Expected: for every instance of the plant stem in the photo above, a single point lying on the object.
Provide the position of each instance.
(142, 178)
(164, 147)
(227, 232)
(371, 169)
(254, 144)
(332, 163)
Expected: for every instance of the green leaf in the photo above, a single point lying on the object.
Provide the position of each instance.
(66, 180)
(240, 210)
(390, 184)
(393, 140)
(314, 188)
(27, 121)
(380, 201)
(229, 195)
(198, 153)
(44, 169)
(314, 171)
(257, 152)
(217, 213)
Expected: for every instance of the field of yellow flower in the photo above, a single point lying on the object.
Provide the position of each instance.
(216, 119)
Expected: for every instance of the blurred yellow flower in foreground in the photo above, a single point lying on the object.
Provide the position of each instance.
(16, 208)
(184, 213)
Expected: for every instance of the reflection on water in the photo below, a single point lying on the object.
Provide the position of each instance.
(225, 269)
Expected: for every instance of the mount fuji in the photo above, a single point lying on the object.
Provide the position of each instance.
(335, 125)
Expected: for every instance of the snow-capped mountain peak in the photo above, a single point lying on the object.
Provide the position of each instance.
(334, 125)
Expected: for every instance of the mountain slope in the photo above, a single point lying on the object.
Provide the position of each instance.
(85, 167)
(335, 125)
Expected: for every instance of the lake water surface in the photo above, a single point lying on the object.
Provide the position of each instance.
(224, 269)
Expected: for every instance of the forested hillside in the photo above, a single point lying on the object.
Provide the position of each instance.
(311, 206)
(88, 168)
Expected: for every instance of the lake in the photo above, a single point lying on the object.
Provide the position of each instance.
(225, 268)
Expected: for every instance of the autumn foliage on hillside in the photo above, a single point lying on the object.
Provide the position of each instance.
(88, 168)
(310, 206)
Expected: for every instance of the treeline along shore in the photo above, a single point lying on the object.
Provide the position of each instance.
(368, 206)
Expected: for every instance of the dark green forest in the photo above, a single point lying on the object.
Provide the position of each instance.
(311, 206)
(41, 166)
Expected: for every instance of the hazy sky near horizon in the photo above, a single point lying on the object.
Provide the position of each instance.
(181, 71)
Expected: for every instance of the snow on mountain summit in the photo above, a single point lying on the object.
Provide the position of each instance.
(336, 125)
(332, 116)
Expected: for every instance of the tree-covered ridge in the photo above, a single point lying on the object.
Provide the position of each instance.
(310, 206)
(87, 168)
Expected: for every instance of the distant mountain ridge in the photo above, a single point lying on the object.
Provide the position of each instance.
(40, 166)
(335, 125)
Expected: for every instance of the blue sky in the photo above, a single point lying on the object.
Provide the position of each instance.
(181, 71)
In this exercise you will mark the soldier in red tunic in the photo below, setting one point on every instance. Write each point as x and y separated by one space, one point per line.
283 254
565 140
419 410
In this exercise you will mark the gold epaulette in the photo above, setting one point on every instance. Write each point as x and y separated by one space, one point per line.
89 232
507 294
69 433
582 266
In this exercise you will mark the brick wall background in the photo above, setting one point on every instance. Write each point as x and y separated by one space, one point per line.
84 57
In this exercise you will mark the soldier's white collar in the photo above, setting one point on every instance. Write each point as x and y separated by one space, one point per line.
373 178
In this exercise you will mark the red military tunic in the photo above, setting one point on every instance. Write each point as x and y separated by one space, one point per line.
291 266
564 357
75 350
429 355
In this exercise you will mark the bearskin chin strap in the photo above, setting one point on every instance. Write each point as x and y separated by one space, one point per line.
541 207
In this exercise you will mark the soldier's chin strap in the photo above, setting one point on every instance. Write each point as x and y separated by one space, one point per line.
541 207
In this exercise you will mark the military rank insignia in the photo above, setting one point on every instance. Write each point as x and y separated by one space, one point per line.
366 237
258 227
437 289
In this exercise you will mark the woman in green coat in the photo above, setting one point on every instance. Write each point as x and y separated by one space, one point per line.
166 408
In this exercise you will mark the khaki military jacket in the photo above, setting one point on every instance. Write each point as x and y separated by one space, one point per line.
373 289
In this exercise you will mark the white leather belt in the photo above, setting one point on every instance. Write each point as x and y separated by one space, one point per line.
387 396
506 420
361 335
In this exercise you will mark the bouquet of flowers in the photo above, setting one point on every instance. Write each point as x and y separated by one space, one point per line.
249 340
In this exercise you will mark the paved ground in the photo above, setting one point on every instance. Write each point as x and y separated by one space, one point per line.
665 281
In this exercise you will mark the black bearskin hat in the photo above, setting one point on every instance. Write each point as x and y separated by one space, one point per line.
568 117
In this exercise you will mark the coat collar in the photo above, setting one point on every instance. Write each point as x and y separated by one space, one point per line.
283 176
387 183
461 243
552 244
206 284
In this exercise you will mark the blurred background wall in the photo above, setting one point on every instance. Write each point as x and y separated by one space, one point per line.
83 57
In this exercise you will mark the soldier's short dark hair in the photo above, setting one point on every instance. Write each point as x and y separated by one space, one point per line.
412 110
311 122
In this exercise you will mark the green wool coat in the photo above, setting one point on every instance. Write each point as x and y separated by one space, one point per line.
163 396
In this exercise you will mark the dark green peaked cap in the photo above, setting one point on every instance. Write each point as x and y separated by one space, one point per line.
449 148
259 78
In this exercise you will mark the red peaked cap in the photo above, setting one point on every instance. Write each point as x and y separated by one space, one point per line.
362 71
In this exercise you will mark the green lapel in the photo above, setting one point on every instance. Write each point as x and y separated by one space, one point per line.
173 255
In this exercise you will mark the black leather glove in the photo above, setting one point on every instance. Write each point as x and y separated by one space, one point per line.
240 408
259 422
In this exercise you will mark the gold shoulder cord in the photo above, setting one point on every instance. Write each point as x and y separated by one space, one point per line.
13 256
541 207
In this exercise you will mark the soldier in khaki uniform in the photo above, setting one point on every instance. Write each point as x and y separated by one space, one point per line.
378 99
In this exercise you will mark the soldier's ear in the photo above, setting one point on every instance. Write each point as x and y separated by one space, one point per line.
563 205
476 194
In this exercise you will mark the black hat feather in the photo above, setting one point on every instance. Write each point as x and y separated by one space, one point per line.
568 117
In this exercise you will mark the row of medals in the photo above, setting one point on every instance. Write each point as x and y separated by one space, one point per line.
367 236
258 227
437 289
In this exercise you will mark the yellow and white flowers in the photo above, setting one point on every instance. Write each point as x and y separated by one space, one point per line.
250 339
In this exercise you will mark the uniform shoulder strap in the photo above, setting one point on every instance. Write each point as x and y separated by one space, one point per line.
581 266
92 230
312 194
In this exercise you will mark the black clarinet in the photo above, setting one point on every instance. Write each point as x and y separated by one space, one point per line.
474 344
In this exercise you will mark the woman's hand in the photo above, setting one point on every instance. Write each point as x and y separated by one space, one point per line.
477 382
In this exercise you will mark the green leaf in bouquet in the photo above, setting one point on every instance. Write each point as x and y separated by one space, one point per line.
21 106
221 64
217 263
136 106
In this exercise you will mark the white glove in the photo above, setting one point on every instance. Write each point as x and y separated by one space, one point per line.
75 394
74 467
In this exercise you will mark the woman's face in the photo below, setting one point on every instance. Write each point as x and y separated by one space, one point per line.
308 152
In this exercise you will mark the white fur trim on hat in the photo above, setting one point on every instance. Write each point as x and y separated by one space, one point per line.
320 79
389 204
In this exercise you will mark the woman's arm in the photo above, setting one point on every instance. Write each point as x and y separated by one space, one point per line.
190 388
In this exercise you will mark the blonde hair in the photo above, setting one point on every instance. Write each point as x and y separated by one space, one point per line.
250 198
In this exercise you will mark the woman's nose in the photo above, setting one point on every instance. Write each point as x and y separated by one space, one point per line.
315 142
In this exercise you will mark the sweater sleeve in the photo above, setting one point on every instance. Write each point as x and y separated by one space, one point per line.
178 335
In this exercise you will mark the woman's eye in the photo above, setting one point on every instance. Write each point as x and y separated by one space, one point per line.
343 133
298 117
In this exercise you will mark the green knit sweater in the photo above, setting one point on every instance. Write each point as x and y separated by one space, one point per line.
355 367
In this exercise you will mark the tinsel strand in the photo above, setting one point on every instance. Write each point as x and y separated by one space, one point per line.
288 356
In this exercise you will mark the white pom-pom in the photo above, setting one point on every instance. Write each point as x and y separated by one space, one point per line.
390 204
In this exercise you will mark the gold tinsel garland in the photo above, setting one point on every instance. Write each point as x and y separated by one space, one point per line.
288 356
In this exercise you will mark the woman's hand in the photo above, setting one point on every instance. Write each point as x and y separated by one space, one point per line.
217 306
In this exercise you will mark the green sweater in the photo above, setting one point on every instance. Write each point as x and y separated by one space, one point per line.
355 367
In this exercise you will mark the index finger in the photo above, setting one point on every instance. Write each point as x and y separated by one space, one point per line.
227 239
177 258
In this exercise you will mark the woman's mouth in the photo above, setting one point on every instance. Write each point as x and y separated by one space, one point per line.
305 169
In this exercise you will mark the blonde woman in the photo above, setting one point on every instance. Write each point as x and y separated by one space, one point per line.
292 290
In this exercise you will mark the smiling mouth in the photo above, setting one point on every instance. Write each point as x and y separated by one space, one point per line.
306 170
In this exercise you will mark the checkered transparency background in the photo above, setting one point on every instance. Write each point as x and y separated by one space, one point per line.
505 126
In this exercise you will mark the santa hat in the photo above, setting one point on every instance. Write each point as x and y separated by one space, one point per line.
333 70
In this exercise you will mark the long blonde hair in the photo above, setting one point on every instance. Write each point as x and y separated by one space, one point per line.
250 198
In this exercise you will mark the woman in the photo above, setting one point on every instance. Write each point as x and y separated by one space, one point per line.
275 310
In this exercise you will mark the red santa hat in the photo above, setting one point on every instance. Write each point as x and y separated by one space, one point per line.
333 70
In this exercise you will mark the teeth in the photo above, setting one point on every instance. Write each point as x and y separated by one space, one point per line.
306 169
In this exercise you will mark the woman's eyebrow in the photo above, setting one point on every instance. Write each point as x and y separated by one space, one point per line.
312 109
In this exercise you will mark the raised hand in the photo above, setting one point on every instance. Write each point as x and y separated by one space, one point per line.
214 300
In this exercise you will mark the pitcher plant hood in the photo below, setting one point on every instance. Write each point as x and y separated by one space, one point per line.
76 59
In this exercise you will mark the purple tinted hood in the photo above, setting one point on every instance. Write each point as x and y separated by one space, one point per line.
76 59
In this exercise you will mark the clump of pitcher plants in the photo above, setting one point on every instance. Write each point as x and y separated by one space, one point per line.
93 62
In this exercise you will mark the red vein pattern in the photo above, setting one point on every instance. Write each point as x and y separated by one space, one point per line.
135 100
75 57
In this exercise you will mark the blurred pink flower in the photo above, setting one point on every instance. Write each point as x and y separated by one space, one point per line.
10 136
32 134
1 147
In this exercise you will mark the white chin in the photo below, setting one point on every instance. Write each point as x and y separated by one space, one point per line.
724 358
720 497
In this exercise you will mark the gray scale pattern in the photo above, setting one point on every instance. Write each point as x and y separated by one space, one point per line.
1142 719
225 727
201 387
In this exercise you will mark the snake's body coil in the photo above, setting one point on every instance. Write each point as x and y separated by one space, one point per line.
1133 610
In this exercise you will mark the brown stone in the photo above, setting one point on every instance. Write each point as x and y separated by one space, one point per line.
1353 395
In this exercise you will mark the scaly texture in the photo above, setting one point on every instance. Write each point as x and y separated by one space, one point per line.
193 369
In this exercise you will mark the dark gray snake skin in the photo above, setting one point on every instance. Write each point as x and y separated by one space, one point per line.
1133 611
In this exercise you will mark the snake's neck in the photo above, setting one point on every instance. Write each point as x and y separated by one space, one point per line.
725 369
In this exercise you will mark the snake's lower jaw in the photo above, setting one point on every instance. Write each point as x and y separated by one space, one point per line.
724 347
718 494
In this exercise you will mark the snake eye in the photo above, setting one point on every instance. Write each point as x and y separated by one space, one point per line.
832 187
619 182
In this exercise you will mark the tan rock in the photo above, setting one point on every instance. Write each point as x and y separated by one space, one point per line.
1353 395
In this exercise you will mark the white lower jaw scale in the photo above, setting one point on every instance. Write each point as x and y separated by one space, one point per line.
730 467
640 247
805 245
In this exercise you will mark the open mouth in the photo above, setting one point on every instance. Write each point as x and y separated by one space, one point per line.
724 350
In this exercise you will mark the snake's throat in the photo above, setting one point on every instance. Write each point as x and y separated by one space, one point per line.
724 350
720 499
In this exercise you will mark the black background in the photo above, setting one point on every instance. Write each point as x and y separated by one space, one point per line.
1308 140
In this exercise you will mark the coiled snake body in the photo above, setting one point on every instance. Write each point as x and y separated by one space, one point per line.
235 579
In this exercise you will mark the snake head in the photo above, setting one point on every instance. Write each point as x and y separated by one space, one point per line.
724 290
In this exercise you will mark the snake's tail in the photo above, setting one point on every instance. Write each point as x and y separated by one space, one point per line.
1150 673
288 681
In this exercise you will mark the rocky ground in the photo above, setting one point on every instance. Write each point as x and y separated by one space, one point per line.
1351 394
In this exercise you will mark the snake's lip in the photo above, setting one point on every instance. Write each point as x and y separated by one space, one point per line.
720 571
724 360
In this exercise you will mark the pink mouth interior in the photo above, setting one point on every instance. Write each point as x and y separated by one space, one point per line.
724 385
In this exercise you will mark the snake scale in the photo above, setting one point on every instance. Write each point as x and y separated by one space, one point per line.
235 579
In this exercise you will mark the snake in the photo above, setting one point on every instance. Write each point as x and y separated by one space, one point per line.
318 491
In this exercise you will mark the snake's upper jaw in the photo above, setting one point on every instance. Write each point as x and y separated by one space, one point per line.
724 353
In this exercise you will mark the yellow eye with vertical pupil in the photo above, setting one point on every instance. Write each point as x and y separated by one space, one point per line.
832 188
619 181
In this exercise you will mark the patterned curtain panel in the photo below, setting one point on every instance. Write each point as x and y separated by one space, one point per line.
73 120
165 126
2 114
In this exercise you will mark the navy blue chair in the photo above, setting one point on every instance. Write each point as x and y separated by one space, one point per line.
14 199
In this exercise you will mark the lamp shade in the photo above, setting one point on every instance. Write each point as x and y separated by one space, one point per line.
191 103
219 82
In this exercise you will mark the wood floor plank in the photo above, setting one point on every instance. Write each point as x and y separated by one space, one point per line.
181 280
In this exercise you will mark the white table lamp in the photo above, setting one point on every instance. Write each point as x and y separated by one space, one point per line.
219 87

..............................

● Challenge: Write the lines out exactly, from the one with "In this exercise you will mark the snake's lip" down to the last line of the listing, and leave out all others.

● Exercise response:
In this exercise you will mark the snake's lip in the photo above, setting one point on every instance. Write each point as x and y separated by one space, one point per line.
720 571
724 360
In this exercise you will mark the pink mouth interior in the photo above, setting one point on every instance. Write each point as x and y separated by one space, one point per line.
724 385
In this exercise you will mark the snake scale in the photo above, setting one point on every instance. Write each point as x and y separated by one space, one point per line.
235 579
In this exercise you will mark the snake in the photo above, setting one point on every instance. Write each point as x and y separated by one space, one point per line.
318 491
In this exercise you will mark the snake's upper jaw in the photo above, setting one point on every instance. Write each point as x and y separated by one space, one point per line.
724 353
In this exercise you will mark the yellow eye with vertical pupil in the photo above, setting one point on every instance. Write each point as x and y separated by one space, one point per line.
832 188
619 181
In this exercise you will mark the patterned curtain panel in the photo below, setting one point on every instance. Write each point as x and y separated by one space, one point per line.
73 120
165 126
2 114
In this exercise you will mark the navy blue chair in the photo above, setting one point on every instance. Write each point as x and y separated by one space, one point per line.
14 199
In this exercise you will mark the lamp shade in the photo above, setting one point on every instance. Write each point as x and y separated by one space, one point per line.
191 103
219 82
In this exercise you will mark the wood floor plank in the photo above, setting one point on every instance. Write each point as x and y separated by one space, one point per line.
181 280
In this exercise you will mark the white table lamp in the photo above, setting one point on every instance. Write each point as x and y separated by one space, one point per line.
219 87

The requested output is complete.